On a related note, the new trend in the VC world is to encourage start-up companies to focus on QALY from day one.  VCs and start-ups see the writing on the wall, and are preparing for a world where drug pricing does impact approval and coverage decisions.  So, while the government explicitly blocks the use of QALY, everyone is using it. 

7) Pharma-academic collaborations go out of style:  In 2011, pharma-academic collaborations were all the rage.  Pundits applauded the trend, arguing internal R&D units at pharma companies were not prolific enough to justify their existence.  Instead of working with “stale” internal R&D groups, pharma would increase their efficiency by turning to those people whose work was free from bureaucratic constraints, academics. 

This strategy makes little sense to me.  Post-doctorial researchers are generally the most productive and creative researchers at any university, and it is hard to believe that they would choose to work on a pharma project over their own work, which is necessary for tenure.  Thus, from the start, pharma companies are likely not going to be able to ride the best horses in the race.  Sure, pharma companies will get the best PIs, but they aren’t the ones doing the work or managing the day-to-day operations of a project.

------------

#### Requirement A:
In the passage on pharma and venture capital trends, in what year were pharma-academic collaborations described as all the rage?
#### Requirement B:
Pick up the passage on pharma and venture capital trends after its final sentence and keep writing it.

#### Provided records:

------------

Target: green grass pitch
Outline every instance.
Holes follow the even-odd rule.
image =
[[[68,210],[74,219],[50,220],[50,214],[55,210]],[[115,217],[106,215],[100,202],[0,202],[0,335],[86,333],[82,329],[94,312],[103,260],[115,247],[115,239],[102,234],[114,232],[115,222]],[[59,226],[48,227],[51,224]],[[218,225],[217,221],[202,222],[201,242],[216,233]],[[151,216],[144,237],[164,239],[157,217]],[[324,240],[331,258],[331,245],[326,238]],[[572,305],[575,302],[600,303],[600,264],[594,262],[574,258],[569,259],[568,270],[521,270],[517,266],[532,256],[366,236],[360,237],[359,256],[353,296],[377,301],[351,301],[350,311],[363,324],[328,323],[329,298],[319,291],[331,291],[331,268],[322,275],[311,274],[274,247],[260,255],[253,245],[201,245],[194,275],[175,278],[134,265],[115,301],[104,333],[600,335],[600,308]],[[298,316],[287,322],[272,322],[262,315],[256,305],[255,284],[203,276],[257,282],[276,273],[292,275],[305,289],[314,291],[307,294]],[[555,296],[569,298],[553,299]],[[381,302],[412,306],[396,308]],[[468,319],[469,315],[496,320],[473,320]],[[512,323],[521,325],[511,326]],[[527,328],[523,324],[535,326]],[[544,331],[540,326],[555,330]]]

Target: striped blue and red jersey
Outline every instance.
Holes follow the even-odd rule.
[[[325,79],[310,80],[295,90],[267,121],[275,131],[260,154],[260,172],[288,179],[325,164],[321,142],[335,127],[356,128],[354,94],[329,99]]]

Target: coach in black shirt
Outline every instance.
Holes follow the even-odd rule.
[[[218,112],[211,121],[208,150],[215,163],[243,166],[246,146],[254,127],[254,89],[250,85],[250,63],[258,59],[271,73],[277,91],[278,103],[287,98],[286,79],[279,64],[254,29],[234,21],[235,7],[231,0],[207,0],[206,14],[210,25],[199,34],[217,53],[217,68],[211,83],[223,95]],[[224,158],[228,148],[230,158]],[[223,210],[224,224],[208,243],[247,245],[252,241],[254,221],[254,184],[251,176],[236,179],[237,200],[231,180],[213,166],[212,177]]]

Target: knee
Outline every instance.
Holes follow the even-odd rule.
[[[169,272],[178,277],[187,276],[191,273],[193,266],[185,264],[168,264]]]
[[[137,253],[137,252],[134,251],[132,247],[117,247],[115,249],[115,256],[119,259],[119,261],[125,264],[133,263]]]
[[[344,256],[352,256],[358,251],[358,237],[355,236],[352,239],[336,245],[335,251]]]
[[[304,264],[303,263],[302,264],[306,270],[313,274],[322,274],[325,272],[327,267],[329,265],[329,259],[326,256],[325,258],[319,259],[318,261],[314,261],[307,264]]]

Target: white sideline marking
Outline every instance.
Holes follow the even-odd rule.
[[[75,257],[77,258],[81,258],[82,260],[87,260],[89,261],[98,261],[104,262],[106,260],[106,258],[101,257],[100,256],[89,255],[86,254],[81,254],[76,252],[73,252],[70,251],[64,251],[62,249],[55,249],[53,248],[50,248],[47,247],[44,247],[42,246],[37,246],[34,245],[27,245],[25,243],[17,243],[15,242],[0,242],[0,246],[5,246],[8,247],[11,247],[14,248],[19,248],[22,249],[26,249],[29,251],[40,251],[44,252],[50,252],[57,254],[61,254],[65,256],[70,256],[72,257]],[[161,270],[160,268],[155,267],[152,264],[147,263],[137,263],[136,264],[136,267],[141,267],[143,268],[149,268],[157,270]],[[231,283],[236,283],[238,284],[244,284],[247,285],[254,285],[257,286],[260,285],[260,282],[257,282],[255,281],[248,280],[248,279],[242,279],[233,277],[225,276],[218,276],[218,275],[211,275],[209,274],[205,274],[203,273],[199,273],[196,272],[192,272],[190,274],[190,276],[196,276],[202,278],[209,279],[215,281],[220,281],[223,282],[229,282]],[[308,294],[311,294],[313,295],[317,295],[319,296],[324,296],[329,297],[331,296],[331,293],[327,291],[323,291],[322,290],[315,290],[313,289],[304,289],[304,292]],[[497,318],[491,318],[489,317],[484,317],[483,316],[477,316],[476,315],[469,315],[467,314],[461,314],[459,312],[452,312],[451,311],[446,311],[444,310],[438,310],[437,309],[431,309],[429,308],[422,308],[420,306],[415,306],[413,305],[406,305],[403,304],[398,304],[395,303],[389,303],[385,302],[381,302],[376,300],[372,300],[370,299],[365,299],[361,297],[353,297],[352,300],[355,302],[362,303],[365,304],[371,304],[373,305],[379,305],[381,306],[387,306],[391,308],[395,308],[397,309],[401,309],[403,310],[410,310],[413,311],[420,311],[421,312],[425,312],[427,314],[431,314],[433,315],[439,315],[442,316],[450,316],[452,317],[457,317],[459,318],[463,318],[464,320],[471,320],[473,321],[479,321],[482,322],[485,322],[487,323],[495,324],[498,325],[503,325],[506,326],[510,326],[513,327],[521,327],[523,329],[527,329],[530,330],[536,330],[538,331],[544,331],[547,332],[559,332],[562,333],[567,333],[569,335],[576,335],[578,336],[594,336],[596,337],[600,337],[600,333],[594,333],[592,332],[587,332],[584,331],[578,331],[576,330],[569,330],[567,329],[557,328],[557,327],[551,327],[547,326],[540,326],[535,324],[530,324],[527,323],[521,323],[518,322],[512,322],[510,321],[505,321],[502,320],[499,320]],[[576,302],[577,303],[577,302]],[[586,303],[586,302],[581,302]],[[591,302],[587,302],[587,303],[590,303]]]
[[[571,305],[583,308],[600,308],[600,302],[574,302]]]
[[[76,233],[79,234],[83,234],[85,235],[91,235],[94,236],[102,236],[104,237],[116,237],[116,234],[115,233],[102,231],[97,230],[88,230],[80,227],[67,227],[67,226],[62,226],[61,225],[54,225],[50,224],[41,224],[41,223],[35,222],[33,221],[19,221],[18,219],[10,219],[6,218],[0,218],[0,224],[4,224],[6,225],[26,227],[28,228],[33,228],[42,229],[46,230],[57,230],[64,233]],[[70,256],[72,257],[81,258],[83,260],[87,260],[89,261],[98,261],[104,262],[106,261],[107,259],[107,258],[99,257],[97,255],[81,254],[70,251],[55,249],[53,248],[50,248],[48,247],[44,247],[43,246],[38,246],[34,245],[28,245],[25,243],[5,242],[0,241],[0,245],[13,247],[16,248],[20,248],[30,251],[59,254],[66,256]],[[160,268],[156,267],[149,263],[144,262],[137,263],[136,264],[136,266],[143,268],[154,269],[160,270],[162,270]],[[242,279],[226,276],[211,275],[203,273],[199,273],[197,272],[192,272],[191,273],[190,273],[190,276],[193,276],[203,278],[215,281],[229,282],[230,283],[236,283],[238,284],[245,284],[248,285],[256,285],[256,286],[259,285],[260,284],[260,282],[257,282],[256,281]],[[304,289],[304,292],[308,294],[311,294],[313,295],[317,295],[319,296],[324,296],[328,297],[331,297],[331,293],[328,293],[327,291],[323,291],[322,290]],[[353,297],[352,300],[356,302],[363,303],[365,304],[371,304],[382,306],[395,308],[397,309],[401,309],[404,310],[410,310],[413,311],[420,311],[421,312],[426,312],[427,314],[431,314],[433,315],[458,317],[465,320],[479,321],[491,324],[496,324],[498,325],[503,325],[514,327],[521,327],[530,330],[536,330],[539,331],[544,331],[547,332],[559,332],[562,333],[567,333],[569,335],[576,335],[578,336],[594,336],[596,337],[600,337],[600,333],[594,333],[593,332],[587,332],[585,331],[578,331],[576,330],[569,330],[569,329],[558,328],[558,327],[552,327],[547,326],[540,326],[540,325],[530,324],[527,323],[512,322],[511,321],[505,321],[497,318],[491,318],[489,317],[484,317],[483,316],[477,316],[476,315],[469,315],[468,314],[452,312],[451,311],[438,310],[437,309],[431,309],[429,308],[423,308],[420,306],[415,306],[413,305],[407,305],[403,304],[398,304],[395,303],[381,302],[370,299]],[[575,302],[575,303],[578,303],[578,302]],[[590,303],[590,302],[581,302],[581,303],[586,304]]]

------------

#### Task result A:
2011

#### Task result B:
There is also the issue of project management between the pharma companies and academe.  The lack of a permanent ground presence by pharma companies within the labs of their academic collaborators will result in collaborations that are, at best, minimally productive.  Considering the amount of money pharma companies are spending, they likely would have been better served by completing dozens of licensing deals with great start-up companies that are developing university technologies.

8) Orphan drug VC fund:  Raising a new VC fund has never been tougher. My fund, Osage University Partners, was fortunate to have raised a new fund in 2011 and we accomplished this feat because of our novel investment strategy.  In fact, our strategy was so novel that none of our LPs had previously known universities had investment rights associated with companies licensing their technologies.  For new funds to be raised, they too will have to be a little different.

Because of a mix of government incentives, reasonable clinical trial sizes, and moderate development timelines, one of the hottest areas for VCs to invest in right now is orphan diseases.  With over 6,000 underserved orphan diseases, there are plenty of opportunities in this space.  I would not be surprised if some intrepid VCs go out and raise a fund dedicated to this area.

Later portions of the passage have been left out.